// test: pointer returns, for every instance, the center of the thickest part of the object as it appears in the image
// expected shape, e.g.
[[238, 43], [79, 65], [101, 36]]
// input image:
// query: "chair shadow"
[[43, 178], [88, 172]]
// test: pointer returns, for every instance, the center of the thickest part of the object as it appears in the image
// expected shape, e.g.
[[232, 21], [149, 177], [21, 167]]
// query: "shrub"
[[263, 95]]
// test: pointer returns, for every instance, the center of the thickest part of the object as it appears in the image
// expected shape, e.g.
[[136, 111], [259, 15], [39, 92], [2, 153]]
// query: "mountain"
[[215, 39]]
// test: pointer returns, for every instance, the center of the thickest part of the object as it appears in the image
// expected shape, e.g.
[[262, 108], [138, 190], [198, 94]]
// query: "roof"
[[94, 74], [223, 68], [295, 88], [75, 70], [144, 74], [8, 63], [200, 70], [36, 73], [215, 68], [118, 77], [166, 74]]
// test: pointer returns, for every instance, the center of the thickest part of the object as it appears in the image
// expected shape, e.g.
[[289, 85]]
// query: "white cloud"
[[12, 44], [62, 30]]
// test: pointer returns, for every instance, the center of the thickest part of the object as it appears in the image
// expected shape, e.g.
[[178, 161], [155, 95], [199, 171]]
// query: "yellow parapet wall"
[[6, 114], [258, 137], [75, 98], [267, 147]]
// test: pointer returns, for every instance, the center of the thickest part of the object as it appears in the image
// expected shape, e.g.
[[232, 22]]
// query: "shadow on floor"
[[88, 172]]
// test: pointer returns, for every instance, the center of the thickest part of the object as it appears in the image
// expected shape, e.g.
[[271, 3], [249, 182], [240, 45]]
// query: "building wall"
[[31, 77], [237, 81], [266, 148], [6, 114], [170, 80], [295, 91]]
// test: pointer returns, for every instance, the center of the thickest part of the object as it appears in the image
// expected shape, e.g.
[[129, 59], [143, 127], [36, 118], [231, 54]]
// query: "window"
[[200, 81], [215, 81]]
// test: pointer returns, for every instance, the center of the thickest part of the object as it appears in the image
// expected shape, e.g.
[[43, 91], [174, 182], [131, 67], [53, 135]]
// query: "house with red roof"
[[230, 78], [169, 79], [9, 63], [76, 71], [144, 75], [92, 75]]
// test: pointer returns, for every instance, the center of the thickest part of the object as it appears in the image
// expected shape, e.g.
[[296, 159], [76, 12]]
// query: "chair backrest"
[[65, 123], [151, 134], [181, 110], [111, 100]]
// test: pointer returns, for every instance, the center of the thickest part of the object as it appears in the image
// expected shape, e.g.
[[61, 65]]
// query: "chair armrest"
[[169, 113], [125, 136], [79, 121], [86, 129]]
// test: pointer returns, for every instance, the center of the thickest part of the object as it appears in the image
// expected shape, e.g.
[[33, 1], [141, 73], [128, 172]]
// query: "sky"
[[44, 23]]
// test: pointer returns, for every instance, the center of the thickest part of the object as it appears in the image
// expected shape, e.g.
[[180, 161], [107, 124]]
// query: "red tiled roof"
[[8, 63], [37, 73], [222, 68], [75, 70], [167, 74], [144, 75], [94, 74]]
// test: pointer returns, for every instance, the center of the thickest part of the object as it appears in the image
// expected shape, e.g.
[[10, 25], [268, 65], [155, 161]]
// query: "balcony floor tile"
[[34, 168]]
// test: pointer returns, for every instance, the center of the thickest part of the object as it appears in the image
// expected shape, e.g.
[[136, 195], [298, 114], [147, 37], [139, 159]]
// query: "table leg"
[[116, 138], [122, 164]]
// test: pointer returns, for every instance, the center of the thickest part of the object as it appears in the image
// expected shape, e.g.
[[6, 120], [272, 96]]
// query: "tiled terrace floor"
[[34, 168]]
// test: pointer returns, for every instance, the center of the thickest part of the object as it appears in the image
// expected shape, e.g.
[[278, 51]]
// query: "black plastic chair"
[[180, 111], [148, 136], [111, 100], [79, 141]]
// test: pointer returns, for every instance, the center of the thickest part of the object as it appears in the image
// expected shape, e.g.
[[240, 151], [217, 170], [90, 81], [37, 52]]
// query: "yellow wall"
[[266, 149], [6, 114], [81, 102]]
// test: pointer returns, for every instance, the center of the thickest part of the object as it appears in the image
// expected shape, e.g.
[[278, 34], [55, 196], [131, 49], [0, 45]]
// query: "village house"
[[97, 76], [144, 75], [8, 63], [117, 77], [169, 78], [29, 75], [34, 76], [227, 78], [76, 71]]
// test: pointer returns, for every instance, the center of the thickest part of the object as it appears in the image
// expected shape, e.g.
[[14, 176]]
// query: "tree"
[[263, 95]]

━━━━━━━━━━━━━━━━━━━━

Work to do
Every line above needs to be retyped exactly.

Exercise result
// test: pointer returns, for every instance, the center of the thickest part of the object as it appears in the image
// expected shape, e.g.
[[238, 43], [79, 65], [101, 36]]
// input image:
// query: "chair shadow"
[[43, 178], [88, 172]]
// test: pointer returns, for every instance, the center of the thickest part of the object as it appears in the image
// expected shape, e.g.
[[232, 21], [149, 177], [21, 167]]
// query: "shrub"
[[263, 95]]
// test: pointer returns, for every instance, the center of the thickest part of the object as it appears in the image
// expected shape, e.g.
[[136, 111], [259, 15], [39, 92], [2, 153]]
// query: "mountain"
[[215, 39]]
// test: pointer returns, for every instance, the center of the thickest part of the object as it appears in the image
// expected shape, e.g.
[[262, 108], [138, 190], [198, 94]]
// query: "roof"
[[94, 74], [223, 68], [295, 88], [75, 70], [144, 74], [8, 63], [200, 70], [36, 73], [215, 68], [118, 77], [166, 74]]
// test: pointer returns, for every instance, the center of the thickest part of the object as it appears in the image
// expected shape, e.g.
[[289, 85]]
// query: "white cloud"
[[12, 44], [62, 30]]
// test: pointer returns, for every instance, the center of the thickest part of the object as it appears in the image
// expected shape, e.g.
[[178, 161], [155, 95], [199, 171]]
// query: "yellow parapet wall"
[[6, 114], [258, 137], [75, 98], [267, 147]]
// test: pointer returns, for every instance, the center of the thickest part of the object as it appears in the image
// expected shape, e.g.
[[232, 22]]
// query: "shadow on floor"
[[88, 172]]
// test: pointer returns, for every instance, the center of the thickest part of the object as it appears in the image
// expected shape, e.g.
[[271, 3], [249, 182], [240, 45]]
// query: "building wall"
[[31, 77], [237, 81], [266, 148], [6, 114], [170, 80], [295, 91]]
// test: pointer returns, for every instance, the center of the thickest part of the object as it appears in the image
// expected shape, e.g.
[[129, 59], [143, 127], [36, 118], [231, 54]]
// query: "window"
[[200, 81], [215, 81]]
// test: pointer returns, for every instance, the center of the thickest part of the object as it appears in the image
// expected shape, e.g.
[[43, 91], [174, 182], [131, 67], [53, 135]]
// query: "house with red roof"
[[230, 78], [169, 79], [9, 63], [76, 71], [144, 75], [92, 75]]
// test: pointer returns, for every instance, the center of the thickest part of the object as it appears in the image
// expected shape, e.g.
[[296, 159], [76, 12]]
// query: "chair backrest"
[[65, 123], [151, 134], [181, 110], [111, 100]]
// test: pointer returns, for every instance, the center of the thickest part of the object as it appears in the image
// expected shape, e.g.
[[61, 65]]
// query: "chair armrest"
[[169, 113], [125, 136], [79, 121], [86, 129]]
// test: pointer returns, for every instance, the center of the thickest part of the object as it appears in the image
// expected shape, e.g.
[[33, 1], [141, 73], [128, 172]]
// query: "sky"
[[44, 23]]
// test: pointer returns, for every instance, the center of the thickest part of the object as it appears in the image
// expected shape, e.g.
[[180, 161], [107, 124]]
// query: "red tiled roof"
[[8, 63], [37, 73], [222, 68], [75, 70], [167, 74], [144, 75], [94, 74]]
// test: pointer returns, for every instance, the center of the thickest part of the object as it appears in the image
// expected shape, e.g.
[[10, 25], [268, 65], [155, 161]]
// query: "balcony floor tile"
[[34, 168]]
// test: pointer returns, for every instance, the center of the thickest part of the object as it appears in the image
// expected shape, e.g.
[[136, 195], [298, 114], [147, 37], [139, 159]]
// query: "table leg"
[[116, 138], [122, 164]]
// test: pointer returns, for every instance, the center of the thickest part of the object as it appears in the image
// expected shape, e.g.
[[6, 120], [272, 96]]
// query: "tiled terrace floor"
[[34, 168]]
// test: pointer returns, for every instance, the center of the thickest part of the object as it appears in the image
// expected shape, e.g.
[[278, 51]]
// query: "black plastic chair"
[[180, 111], [148, 136], [111, 100], [79, 141]]
// test: pointer returns, for every instance, the center of the thickest part of the object as it appears in the image
// expected shape, e.g.
[[240, 151], [217, 170], [90, 81], [37, 52]]
// query: "yellow wall"
[[266, 149], [6, 114], [81, 102]]
// test: pointer returns, for every instance, the center of the thickest part of the object as it appears in the image
// expected shape, e.g.
[[278, 34], [55, 196], [131, 49], [0, 45]]
// query: "village house"
[[97, 76], [144, 75], [8, 63], [117, 77], [169, 78], [29, 75], [34, 76], [227, 78], [76, 71]]
// test: pointer returns, for every instance, the center of the thickest part of the object as it appears in the image
// expected shape, e.g.
[[14, 176]]
// query: "tree"
[[263, 95]]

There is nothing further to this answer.